[Begin RECORDS FOR THIS TASK]

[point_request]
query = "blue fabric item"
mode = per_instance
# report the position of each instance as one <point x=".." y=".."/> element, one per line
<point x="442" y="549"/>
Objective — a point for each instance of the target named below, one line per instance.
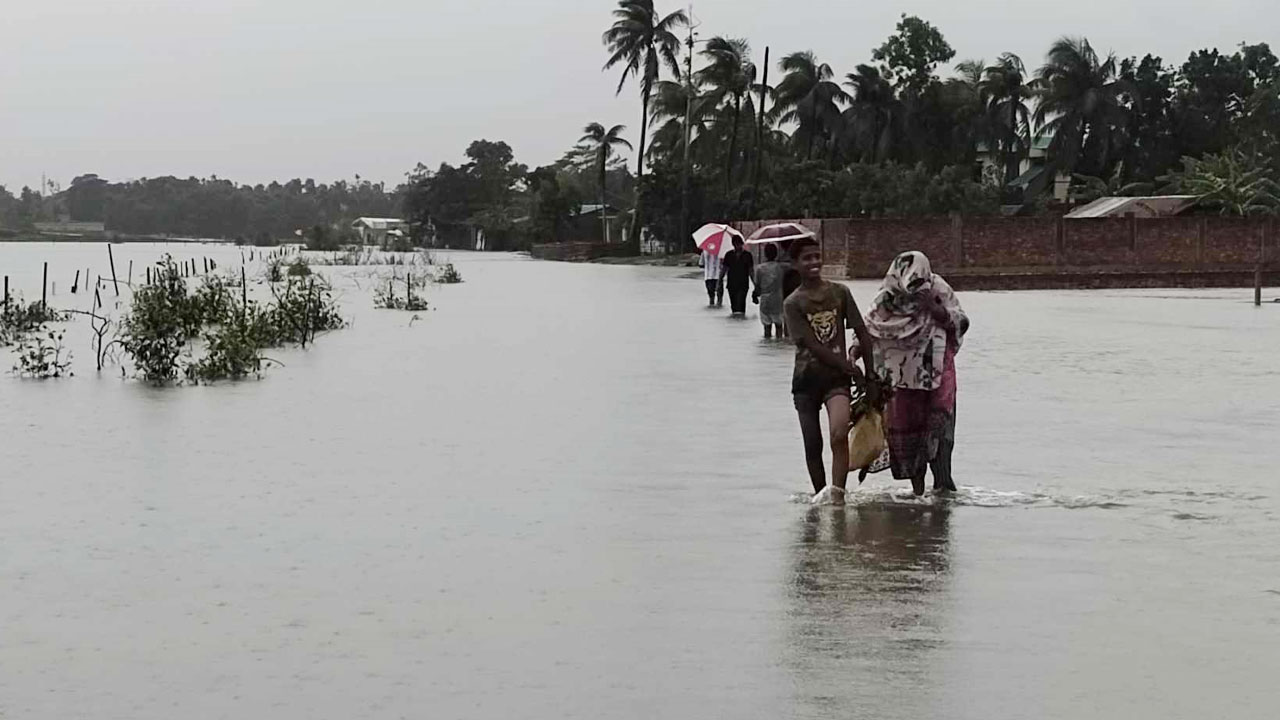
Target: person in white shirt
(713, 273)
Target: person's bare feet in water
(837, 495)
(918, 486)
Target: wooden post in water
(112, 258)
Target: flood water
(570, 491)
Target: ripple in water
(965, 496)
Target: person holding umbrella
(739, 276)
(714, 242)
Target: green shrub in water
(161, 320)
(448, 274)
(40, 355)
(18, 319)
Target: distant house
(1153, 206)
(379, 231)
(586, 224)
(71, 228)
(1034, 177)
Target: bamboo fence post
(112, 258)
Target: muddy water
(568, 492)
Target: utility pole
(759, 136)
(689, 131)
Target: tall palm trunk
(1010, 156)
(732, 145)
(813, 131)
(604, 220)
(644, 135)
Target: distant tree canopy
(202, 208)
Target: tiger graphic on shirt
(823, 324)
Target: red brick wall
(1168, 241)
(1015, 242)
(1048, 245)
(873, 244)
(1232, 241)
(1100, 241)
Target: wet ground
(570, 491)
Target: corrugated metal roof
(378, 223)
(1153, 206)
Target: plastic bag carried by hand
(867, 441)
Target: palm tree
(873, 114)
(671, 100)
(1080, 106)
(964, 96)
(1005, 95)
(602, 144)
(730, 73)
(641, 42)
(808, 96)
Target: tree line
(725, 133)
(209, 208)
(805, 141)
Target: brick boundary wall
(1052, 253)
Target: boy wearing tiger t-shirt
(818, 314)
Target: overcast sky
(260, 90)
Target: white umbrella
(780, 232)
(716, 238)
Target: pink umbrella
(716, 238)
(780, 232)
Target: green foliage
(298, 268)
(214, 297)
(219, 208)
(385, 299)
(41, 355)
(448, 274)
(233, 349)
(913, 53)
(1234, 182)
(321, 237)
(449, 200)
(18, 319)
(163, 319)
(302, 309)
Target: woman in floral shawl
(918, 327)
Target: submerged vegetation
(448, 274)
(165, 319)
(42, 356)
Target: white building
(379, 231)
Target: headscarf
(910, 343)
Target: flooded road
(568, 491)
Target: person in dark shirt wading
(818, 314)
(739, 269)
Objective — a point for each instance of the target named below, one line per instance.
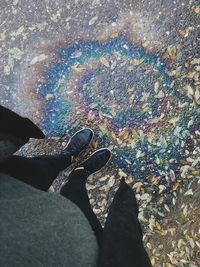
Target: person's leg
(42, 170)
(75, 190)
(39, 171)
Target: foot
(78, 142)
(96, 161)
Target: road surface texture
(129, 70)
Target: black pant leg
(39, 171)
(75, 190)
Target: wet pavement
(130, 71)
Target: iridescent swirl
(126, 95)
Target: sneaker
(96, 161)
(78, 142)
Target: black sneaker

[End RECORDS FOR THIS TASK]

▸ **INSTRUCTIONS TO FOLLOW**:
Rescale the lines starting at the one that contains "Target: ripple in water" and ending at the last line, reproducing every line with its request and multiplying each point coordinate in the answers by 0.6, rounded to whole numbers with halves rounded up. Give only these lines, and omit the pictures.

▸ **SOLUTION TO THIS PROBLEM**:
Target: ripple in water
(579, 298)
Target: person holding umbrella
(443, 166)
(428, 145)
Target: green shrub in water
(97, 192)
(269, 164)
(24, 213)
(11, 191)
Target: distant house
(692, 124)
(227, 139)
(352, 134)
(43, 137)
(620, 106)
Target: bamboo fence post
(67, 155)
Target: muddy water
(341, 295)
Target: utility pole
(455, 82)
(413, 79)
Target: tall palm trunk
(606, 94)
(439, 87)
(488, 79)
(362, 132)
(386, 81)
Target: distant tree canopy
(121, 125)
Target: tiger graphic on shirt
(494, 194)
Target: red brick wall
(701, 145)
(609, 145)
(629, 147)
(524, 146)
(739, 145)
(660, 145)
Target: wet ground
(342, 295)
Target: corrugated metal roof
(227, 134)
(692, 124)
Target: plastic bag carried by hand
(520, 265)
Target: palm tree
(524, 68)
(403, 60)
(648, 64)
(578, 58)
(603, 57)
(361, 86)
(438, 44)
(385, 25)
(485, 58)
Target: tree line
(435, 80)
(125, 125)
(483, 85)
Target: brick boundary wall
(631, 152)
Target: boy wearing tiger t-shirt
(491, 188)
Target: overcast sky
(156, 54)
Target: white umbrella
(468, 139)
(430, 143)
Target: pink umbrella
(430, 143)
(468, 139)
Target: green foliage
(179, 161)
(128, 178)
(131, 125)
(231, 179)
(25, 213)
(269, 164)
(140, 209)
(548, 32)
(740, 109)
(193, 142)
(269, 120)
(11, 191)
(98, 191)
(181, 185)
Target: woman in floral shawl
(551, 196)
Target: submerged vegetation
(269, 164)
(99, 191)
(25, 214)
Target: white building
(227, 139)
Target: headscarf
(546, 206)
Target: flooded road
(341, 295)
Target: person in dark shirt wading
(491, 188)
(443, 161)
Objective — a point for each instance of the target named below, one line per instance.
Target: person's leg
(25, 102)
(45, 114)
(23, 103)
Target: foot
(47, 85)
(58, 97)
Target: road surface texture
(77, 42)
Target: black pant leg
(23, 103)
(45, 114)
Target: wet pavement
(78, 43)
Target: iridescent swirl
(76, 57)
Target: sneaker
(58, 97)
(47, 85)
Target: black sneaker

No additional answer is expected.